Your task: Tally the lines of the listing that contain the word "instance", then give the total and nothing else.

Extracted entries:
* * * *

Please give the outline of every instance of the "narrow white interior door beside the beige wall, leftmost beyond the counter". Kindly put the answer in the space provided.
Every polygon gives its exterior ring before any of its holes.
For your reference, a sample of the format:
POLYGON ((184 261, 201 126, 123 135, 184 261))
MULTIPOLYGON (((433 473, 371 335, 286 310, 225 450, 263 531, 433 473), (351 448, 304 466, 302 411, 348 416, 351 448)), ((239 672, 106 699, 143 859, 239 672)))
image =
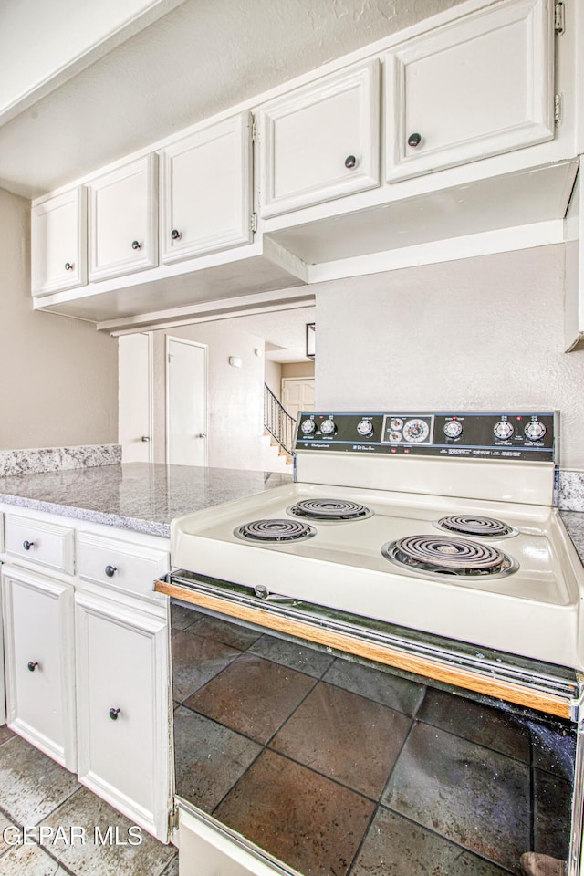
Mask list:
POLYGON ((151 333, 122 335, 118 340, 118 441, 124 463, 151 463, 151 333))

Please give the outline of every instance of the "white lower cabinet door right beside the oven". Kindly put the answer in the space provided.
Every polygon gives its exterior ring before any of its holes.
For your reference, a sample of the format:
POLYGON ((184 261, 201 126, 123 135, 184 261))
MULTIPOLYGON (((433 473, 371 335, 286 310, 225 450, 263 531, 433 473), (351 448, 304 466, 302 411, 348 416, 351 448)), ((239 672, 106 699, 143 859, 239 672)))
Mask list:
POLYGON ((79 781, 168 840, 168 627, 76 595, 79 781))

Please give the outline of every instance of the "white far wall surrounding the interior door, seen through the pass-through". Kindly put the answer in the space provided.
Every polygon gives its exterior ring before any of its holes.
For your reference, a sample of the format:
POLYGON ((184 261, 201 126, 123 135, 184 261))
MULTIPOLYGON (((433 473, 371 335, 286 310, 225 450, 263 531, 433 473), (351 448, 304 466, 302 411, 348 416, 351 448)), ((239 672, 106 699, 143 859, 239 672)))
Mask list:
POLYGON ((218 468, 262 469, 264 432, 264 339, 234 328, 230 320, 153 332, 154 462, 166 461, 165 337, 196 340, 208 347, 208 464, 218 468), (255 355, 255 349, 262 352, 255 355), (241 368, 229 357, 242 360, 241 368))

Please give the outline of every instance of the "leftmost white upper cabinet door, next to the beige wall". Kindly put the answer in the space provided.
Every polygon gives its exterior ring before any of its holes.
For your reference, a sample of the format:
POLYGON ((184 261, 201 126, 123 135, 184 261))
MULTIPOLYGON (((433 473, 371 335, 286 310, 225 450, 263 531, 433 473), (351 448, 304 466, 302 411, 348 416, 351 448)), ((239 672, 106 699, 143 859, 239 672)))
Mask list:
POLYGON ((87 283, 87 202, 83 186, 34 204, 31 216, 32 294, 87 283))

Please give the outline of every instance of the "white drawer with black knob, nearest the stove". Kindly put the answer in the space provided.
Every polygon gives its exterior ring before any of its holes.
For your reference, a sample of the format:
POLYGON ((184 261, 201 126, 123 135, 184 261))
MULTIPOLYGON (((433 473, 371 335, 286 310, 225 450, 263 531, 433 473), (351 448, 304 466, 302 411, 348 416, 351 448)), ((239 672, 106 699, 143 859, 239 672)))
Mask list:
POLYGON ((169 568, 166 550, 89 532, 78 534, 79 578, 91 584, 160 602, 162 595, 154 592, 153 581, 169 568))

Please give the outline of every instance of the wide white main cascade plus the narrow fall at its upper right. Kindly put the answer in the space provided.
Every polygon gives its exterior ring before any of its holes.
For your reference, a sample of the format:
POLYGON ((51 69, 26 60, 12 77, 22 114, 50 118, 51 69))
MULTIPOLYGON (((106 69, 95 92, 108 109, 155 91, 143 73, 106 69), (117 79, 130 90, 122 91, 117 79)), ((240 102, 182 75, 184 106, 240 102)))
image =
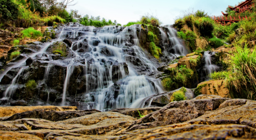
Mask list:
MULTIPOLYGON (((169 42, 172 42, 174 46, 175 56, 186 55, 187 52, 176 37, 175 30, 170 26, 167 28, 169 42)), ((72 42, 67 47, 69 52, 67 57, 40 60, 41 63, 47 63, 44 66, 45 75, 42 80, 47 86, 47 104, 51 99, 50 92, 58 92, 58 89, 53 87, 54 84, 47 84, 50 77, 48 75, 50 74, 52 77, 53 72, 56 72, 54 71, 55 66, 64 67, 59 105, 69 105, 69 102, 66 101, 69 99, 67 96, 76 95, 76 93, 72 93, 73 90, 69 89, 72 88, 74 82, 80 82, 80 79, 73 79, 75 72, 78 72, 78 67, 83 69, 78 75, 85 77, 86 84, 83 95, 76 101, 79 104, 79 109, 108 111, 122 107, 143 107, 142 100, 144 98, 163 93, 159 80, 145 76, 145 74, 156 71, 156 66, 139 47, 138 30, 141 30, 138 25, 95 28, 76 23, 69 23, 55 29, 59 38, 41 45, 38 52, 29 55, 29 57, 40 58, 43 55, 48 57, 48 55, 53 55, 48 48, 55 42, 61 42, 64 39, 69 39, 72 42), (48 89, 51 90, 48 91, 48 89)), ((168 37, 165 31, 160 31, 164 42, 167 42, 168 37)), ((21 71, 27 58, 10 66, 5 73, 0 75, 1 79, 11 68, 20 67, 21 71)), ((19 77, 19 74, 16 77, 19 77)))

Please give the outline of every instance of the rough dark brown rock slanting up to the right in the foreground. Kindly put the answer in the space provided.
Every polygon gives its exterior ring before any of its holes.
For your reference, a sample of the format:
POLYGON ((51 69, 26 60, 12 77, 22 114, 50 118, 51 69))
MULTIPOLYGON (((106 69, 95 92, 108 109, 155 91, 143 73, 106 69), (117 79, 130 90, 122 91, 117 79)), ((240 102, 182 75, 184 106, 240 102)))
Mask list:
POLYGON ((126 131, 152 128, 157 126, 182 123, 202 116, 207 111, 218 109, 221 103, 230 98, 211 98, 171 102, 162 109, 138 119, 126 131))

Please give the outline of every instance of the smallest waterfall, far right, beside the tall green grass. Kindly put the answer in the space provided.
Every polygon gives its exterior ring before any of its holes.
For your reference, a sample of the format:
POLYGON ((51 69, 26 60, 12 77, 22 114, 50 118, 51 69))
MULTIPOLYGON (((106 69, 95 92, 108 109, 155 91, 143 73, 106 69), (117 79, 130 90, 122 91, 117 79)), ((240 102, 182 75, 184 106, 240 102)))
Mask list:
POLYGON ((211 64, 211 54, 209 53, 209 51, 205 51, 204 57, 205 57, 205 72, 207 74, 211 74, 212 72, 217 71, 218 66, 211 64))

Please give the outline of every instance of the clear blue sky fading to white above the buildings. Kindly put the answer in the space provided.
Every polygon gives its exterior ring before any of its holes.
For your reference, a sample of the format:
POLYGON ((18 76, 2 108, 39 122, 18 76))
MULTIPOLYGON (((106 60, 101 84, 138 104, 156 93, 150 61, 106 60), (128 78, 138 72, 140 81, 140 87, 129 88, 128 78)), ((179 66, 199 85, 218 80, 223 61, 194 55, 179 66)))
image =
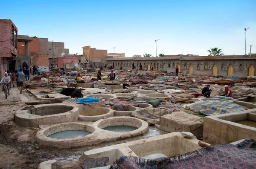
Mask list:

* * * *

Solution to the exercise: 9